I still have Stereophile's review samples of the Sonic Frontiers UltraJitterBug and Digital Domain VSP, so I performed some measurements using a 16-bit J-Test signal, generated by my Audio Precision SYS2722 and transmitted to the D/A processors via a 15' optical S/PDIF link. (As the UJB doesn't have optical S/PDIF outputs, the outputs of both processors were taken to the DACs via a short coaxial datalink.)

The first question was what D/A processors to use for the tests? In his review Robert Harley had used a PS Audio UltraLink, which had relatively poor jitter rejection. I dug around in my storage unit and found that UltraLink sample, along with the Parts Connection Assemblage DAC-1 kit, which I had assembled back in the 1990s and was reviewed by the late Wes Phillips in April 1995. For completeness sake, I also examined the effect of the UJB and VSP with a more recent product, an inexpensive E-Mu 0404 A/D and D/A converter box.

2020Jitterfig01.jpg

Fig.1 Assemblage DAC-1, high-resolution jitter spectrum of analog output signal, 11.025kHz at –6dBFS, sampled at 44.1kHz with LSB toggled at 229Hz: 16-bit data (left channel blue, right red). Center frequency of trace, 11.025kHz; frequency range, ±3.5kHz.

Looking first at the performance with the Assemblage DAC-1, fig.1 shows a narrowband spectrum of its output when fed 16-bit coaxial J-Test data. The sloping green line shows the correct levels of the harmonics of the low-frequency squarewave-these are all reproduced too high in level, especially those closest to the spike that represents the Fs/4 tone, due to jitter. These were even higher in level via the optical datalink and inserting the Sonic Frontiers UJB had no effect (fig.2).

2020Jitterfig02.jpg

Fig.2 Assemblage DAC-1 via Sonic Frontiers UJB, high-resolution jitter spectrum of analog output signal, 11.025kHz at –6dBFS, sampled at 44.1kHz with LSB toggled at 229Hz: 16-bit data (left channel blue, right red). Center frequency of trace, 11.025kHz; frequency range, ±3.5kHz.

2020Jitterfig03.jpg

Fig.3 Assemblage DAC-1 via Digital Domain VSP, high-resolution jitter spectrum of analog output signal, 11.025kHz at –6dBFS, sampled at 44.1kHz with LSB toggled at 229Hz: 16-bit data (left channel blue, right red). Center frequency of trace, 11.025kHz; frequency range, ±3.5kHz.

Replacing the UJB with the Digital Domain VSP with its jitter-reduction button pressed, which processes the incoming data with an asynchronous sample-rate converter chip before sending it to the Assemblage, gave the spectrum shown in fig.3. It looks as if the squarewave harmonics are now at the correct level but are obscured by a noise floor that is around 12dB higher in level than in figs.1 and 2. (This is presumably due to the mathematical limitations of the DSP chip.) In addition, new sideband pairs make an appearance, at ±1375Hz and ±2746Hz. A sideband pair at ±50Hz can also be seen in the left channel (blue trace).

-=-=-=-=-

## Job 1
Could you echo the jitter measurement passage word for word, everything from "Looking first at" down to "no effect (fig.2)."?

-=-=-=-=-

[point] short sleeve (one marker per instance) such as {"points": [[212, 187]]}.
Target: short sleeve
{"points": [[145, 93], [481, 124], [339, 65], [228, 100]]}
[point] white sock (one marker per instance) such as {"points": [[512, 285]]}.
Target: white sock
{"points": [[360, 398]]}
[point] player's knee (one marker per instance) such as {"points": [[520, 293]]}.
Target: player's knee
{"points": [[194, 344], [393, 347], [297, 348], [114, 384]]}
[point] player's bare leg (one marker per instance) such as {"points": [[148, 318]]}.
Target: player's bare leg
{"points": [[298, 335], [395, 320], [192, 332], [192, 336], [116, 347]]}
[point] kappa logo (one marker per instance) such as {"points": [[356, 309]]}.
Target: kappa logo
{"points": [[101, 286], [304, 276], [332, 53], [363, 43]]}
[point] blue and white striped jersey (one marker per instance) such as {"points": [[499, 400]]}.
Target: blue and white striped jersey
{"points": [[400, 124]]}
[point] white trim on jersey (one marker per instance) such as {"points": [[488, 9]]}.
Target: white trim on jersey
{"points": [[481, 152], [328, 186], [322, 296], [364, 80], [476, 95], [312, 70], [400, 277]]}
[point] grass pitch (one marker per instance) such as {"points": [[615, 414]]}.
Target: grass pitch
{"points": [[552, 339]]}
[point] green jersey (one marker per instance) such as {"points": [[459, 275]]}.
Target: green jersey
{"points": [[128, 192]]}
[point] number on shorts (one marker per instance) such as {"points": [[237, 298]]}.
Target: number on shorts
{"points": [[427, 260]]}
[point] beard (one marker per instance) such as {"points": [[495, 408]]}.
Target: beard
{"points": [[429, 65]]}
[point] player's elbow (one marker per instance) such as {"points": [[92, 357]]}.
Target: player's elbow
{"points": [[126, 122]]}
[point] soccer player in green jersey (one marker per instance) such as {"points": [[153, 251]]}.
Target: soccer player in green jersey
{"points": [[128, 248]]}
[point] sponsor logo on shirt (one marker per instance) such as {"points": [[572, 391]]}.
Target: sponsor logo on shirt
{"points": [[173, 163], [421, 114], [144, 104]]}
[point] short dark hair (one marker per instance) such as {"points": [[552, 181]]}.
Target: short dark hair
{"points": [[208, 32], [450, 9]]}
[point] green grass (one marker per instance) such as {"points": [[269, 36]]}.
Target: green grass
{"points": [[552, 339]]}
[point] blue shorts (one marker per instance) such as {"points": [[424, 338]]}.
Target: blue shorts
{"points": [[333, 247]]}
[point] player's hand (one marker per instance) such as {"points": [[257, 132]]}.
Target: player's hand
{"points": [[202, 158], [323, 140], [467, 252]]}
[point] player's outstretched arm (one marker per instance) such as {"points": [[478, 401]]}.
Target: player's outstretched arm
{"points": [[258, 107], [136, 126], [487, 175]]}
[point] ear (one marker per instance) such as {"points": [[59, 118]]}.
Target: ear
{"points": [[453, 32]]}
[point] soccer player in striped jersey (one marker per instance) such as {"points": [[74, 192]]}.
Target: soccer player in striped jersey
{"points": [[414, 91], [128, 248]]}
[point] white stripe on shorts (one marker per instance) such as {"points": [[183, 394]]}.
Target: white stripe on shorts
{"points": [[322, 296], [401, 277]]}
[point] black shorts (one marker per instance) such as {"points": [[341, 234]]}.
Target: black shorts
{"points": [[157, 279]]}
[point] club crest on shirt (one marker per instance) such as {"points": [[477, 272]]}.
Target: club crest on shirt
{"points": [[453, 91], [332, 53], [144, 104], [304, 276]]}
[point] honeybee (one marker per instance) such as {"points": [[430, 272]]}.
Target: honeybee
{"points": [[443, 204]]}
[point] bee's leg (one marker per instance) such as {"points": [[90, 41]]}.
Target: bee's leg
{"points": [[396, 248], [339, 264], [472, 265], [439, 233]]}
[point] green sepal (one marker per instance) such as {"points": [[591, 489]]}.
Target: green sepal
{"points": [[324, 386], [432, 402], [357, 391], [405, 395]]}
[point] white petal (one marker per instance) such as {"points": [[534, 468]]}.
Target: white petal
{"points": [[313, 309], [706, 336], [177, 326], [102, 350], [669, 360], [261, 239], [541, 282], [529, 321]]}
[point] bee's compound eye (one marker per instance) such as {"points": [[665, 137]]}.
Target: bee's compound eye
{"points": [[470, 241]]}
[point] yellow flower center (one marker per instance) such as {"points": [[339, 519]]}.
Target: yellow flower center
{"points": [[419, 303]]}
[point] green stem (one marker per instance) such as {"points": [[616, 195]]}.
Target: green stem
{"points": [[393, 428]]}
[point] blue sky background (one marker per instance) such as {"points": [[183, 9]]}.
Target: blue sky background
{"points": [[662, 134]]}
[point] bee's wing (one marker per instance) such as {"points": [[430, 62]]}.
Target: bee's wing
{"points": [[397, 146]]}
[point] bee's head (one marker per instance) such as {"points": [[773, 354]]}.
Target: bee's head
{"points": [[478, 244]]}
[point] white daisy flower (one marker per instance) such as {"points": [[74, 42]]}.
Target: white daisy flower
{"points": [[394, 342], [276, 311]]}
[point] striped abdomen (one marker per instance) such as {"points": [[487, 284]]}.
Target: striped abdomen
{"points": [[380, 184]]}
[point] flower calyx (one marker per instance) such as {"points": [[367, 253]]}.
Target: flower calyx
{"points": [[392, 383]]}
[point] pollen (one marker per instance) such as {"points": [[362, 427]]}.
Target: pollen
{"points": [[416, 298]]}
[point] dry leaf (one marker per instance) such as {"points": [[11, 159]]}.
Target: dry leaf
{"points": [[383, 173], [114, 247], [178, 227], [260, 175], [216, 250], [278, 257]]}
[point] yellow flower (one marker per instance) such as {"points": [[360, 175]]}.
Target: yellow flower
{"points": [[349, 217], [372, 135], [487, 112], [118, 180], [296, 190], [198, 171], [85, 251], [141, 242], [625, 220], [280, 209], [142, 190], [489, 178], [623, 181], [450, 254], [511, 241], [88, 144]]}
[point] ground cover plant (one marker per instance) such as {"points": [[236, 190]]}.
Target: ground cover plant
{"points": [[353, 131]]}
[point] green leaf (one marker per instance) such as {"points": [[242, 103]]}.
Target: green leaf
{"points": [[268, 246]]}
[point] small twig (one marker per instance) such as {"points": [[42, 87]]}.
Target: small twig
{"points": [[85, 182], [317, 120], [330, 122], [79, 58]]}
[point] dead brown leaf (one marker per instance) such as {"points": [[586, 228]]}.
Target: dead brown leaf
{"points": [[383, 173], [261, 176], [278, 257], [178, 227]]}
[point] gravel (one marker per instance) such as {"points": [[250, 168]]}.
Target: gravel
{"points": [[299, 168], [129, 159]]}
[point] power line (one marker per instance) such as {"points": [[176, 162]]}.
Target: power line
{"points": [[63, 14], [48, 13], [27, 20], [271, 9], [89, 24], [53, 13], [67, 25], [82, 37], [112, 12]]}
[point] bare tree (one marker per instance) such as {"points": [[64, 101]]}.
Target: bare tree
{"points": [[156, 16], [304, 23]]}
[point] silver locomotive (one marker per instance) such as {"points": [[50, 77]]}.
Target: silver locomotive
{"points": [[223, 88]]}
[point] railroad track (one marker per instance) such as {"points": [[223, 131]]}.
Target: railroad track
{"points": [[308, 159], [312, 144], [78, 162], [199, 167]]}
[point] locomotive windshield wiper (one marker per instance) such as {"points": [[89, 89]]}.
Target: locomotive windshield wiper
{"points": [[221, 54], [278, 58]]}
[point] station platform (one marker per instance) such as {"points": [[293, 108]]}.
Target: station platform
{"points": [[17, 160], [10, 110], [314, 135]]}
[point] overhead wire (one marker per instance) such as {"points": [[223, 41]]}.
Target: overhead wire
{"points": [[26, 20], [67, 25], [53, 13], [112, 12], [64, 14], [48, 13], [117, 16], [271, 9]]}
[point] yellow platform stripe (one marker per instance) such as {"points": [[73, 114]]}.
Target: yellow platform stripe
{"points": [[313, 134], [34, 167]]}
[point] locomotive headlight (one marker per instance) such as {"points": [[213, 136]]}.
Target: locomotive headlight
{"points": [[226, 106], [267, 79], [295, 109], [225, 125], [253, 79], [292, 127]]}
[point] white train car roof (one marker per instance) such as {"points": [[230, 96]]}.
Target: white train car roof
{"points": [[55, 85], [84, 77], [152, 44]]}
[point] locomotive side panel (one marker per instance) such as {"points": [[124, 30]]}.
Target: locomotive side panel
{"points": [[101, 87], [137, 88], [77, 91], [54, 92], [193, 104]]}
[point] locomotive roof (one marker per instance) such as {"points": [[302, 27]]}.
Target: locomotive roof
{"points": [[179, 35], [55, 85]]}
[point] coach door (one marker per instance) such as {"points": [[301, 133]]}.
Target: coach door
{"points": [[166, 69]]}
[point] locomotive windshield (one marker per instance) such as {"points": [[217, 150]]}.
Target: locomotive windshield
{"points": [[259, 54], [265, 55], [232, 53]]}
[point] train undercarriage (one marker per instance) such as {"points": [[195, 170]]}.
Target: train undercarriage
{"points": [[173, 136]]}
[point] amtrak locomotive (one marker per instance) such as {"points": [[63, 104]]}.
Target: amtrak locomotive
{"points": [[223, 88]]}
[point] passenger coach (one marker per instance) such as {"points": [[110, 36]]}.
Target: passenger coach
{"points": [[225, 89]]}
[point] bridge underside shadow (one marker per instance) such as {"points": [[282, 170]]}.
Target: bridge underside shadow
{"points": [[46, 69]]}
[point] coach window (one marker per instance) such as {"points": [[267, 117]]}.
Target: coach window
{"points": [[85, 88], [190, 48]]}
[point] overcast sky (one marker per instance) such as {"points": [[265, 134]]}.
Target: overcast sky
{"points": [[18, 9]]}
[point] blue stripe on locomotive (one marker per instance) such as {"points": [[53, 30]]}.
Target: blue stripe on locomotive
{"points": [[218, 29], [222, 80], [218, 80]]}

-=-=-=-=-

## Job 2
Which lines in the entries above contain the string "sock"? List each of them in full.

## Final result 1
Looking first at the performance with the Assemblage DAC-1, fig.1 shows a narrowband spectrum of its output when fed 16-bit coaxial J-Test data. The sloping green line shows the correct levels of the harmonics of the low-frequency squarewave-these are all reproduced too high in level, especially those closest to the spike that represents the Fs/4 tone, due to jitter. These were even higher in level via the optical datalink and inserting the Sonic Frontiers UJB had no effect (fig.2).

## Final result 2
[point] white sock (one marker per instance) such as {"points": [[512, 285]]}.
Target: white sock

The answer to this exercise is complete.